**Teks yang Diberikan:**
Tata Cara Sholat di Atas Kendaraan serta Hukumnya dalam Islam

5 April 2024 20:04 WIB

Narasi TV

Ilustrasi para penumpang pesawat. (Sumber: ANTARA FOTO/Makna Zaezar)

Penulis: Elok Nuri

Editor: Rizal Amril

Tata cara sholat di atas kendaraan perlu diketahui oleh tiap muslim, terutama jika tengah dalam perjalanan jarak jauh seperti mudik lebaran atau perjalanan antar-negara.

Dalam Islam sendiri, salat wajib merupakan tiang agama yang harus dikerjakan selagi mampu. Karena hukumnya yang wajib itulah, Allah Swt. memberikan keringanan berupa tata cara salat yang disederhanakan jika harus mengamalkannya pada situasi yang tidak ideal.

**Entri Data:**

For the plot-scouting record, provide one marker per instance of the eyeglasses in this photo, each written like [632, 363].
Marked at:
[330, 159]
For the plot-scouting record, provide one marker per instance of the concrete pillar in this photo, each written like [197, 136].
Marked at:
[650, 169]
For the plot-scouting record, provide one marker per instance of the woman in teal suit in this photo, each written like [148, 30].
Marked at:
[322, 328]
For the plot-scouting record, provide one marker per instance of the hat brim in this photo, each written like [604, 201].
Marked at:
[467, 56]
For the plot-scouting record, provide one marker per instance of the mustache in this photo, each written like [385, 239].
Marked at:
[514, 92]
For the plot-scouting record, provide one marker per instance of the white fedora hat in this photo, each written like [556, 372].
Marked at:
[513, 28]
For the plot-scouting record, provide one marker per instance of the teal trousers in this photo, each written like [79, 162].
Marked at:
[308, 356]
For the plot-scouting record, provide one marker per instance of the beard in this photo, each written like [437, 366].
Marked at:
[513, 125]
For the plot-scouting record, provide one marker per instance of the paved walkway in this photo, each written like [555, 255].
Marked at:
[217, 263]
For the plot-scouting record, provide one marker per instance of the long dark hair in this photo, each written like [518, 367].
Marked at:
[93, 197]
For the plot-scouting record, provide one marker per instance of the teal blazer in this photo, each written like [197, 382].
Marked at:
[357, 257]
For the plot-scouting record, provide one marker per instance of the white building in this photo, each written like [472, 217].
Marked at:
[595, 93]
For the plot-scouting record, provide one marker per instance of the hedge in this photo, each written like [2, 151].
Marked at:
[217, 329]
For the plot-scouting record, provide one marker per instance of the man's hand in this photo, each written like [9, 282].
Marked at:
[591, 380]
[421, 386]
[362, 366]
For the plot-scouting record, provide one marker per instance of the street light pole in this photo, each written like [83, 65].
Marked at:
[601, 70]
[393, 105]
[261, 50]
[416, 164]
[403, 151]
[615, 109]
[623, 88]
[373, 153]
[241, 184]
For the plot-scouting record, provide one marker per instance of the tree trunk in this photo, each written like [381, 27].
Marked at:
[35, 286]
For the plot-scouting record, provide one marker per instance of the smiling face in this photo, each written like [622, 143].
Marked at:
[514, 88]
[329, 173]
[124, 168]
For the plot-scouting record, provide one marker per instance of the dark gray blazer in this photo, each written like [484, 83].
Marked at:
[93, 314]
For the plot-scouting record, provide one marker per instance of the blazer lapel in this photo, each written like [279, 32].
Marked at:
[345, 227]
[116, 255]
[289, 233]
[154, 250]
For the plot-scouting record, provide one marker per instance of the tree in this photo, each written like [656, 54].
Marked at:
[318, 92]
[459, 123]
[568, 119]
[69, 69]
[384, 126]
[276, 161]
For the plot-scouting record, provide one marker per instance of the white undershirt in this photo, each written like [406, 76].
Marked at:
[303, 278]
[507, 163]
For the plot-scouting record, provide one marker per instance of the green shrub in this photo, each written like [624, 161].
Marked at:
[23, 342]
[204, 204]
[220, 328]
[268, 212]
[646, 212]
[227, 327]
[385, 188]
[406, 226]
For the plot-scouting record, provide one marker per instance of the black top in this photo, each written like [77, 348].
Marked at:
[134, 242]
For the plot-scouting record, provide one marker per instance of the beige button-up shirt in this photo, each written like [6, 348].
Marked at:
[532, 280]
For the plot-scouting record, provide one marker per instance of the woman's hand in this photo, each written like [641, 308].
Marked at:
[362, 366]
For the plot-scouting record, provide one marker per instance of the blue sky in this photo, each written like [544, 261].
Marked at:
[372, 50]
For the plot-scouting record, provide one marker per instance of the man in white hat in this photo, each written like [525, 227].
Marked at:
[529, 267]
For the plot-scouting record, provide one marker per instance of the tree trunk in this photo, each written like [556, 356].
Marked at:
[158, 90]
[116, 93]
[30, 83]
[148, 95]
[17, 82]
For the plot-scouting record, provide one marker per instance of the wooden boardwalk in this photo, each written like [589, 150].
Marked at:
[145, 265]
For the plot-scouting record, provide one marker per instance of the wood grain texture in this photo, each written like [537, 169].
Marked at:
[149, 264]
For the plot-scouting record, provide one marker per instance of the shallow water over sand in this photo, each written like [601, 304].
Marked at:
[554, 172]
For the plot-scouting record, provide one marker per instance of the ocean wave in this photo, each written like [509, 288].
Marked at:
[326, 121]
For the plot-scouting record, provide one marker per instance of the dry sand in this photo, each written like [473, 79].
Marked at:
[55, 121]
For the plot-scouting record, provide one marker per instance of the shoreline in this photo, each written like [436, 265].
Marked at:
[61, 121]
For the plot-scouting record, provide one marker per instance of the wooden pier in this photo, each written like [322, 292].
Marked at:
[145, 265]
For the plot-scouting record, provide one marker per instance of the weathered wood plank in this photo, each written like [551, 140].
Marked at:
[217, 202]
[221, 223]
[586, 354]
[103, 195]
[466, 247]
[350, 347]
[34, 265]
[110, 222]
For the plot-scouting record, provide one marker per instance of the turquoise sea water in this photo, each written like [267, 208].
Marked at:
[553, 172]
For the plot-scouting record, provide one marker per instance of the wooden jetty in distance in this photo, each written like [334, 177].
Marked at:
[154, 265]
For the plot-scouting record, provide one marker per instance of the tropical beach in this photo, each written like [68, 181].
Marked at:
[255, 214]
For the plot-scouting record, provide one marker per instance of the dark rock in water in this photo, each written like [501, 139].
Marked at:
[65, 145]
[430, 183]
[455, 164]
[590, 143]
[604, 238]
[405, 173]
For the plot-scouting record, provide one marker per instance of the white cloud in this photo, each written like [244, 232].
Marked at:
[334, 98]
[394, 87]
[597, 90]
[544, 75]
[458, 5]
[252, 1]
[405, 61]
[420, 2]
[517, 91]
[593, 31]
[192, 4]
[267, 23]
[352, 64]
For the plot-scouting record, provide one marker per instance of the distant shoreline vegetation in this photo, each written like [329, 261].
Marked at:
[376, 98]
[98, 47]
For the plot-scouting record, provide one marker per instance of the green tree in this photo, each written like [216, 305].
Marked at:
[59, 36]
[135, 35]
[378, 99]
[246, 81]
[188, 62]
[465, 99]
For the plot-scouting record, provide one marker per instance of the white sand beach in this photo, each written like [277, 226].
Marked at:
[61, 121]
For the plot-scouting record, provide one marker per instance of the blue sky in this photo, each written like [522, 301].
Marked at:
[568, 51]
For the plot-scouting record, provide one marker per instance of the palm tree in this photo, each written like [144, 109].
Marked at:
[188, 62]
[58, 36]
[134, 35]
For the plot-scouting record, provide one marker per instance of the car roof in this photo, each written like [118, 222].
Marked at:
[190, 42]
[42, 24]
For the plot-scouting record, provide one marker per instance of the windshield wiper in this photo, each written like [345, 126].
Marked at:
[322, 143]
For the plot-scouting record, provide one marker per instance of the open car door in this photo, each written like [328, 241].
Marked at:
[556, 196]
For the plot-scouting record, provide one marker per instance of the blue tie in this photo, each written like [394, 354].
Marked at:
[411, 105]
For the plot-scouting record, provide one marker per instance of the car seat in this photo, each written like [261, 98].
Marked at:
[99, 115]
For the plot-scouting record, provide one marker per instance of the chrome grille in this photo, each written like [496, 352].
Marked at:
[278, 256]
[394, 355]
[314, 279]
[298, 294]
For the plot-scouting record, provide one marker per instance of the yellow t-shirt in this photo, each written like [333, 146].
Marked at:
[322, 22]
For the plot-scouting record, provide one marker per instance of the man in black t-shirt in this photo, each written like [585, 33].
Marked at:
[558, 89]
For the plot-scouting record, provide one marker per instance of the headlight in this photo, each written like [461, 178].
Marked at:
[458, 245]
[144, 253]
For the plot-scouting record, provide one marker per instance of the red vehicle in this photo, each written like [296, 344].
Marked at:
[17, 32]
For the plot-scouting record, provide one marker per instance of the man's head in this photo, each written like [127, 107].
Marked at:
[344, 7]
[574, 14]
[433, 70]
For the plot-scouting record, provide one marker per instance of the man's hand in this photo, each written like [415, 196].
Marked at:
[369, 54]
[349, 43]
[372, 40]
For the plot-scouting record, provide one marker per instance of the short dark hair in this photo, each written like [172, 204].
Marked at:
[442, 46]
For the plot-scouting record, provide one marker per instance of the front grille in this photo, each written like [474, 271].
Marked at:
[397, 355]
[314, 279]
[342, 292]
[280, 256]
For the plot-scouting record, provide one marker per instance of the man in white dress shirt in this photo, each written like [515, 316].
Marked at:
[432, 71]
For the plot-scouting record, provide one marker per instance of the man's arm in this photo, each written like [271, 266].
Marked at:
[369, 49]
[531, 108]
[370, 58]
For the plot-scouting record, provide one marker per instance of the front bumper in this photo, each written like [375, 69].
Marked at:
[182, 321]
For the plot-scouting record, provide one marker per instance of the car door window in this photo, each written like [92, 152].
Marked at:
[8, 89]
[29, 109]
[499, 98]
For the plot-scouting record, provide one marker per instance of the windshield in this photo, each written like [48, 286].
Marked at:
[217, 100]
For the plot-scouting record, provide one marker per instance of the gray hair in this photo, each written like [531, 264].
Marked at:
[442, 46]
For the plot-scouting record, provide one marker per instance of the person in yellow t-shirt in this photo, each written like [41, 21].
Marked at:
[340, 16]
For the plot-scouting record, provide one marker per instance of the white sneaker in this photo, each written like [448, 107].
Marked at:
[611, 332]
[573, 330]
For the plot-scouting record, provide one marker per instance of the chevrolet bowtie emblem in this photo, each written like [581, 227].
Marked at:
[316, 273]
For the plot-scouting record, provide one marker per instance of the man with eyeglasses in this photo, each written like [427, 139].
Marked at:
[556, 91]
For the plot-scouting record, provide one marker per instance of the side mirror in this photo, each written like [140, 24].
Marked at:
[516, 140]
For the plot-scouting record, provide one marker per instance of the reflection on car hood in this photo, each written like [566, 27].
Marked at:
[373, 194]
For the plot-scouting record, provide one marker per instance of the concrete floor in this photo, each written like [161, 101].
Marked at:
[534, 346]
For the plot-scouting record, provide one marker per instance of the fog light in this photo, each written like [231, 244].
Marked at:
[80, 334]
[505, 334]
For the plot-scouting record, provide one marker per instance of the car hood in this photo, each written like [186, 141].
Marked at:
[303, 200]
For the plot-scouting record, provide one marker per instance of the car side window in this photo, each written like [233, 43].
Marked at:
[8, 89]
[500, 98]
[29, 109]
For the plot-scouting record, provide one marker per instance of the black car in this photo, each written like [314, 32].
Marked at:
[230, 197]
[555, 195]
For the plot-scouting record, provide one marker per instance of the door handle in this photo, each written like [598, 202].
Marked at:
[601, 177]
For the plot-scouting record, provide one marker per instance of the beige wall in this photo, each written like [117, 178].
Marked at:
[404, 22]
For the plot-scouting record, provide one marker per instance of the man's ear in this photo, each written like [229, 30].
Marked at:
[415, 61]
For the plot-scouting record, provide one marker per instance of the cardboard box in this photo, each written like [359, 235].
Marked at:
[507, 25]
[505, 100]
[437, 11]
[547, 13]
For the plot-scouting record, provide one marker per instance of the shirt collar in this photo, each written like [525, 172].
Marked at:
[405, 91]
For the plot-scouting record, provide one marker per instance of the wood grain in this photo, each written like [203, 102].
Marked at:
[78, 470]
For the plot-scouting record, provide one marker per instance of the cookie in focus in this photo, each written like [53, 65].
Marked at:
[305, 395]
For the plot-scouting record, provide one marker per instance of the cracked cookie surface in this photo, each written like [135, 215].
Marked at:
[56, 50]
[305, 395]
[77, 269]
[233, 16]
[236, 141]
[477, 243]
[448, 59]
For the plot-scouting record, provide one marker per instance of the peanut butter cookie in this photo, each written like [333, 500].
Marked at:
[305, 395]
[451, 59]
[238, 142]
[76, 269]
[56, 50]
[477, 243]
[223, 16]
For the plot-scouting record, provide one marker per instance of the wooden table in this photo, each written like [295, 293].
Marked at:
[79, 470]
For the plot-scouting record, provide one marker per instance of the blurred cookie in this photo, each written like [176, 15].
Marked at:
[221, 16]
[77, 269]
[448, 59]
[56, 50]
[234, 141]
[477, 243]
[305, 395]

**Latihan Singkat A:**
Jawab pertanyaan berikut berdasarkan teks tentang tata cara sholat di atas kendaraan:
(i) Siapa editor teks tersebut?
(ii) Dua jenis perjalanan jarak jauh apa yang disebutkan sebagai contoh?
(iii) Keringanan apa yang diberikan Allah Swt. bila salat harus dikerjakan dalam situasi yang tidak ideal?
**Latihan Singkat B:**
Lanjutkan teks tentang tata cara sholat di atas kendaraan, dimulai setelah kalimat terakhirnya.

**Jawaban Tugas A:**
(i) Rizal Amril.
(ii) Mudik lebaran dan perjalanan antar-negara.
(iii) Tata cara salat yang disederhanakan.

**Jawaban Tugas B:**
Salah satu situasi tak ideal untuk salat sebagaimana mestinya tersebut misalnya terjadi ketika tengah melakukan perjalanan.

Terkadang jauh dengan moda transportasi yang tak bisa sembarang berhenti seperti kereta, pesawat terbang, atau kapal laut.

Pada situasi tersebut, Islam memberikan kemudahan bagi umatnya agar dapat melaksanakan kewajiban salat tanpa kesulitan.

Hukum sholat di atas kendaraan

Hukum melaksanakan salat di atas kendaraan ketika melakukan perjalanan sangat dipengaruhi oleh situasi dan kondisi, seperti moda transportasi yang digunakan, lamanya perjalanan, dan pada waktu apa perjalanan dilakukan.

Kondisi-kondisi tersebut nantinya akan memengaruhi jenis salat apa saja yang bisa dilakukan di atas kendaraan.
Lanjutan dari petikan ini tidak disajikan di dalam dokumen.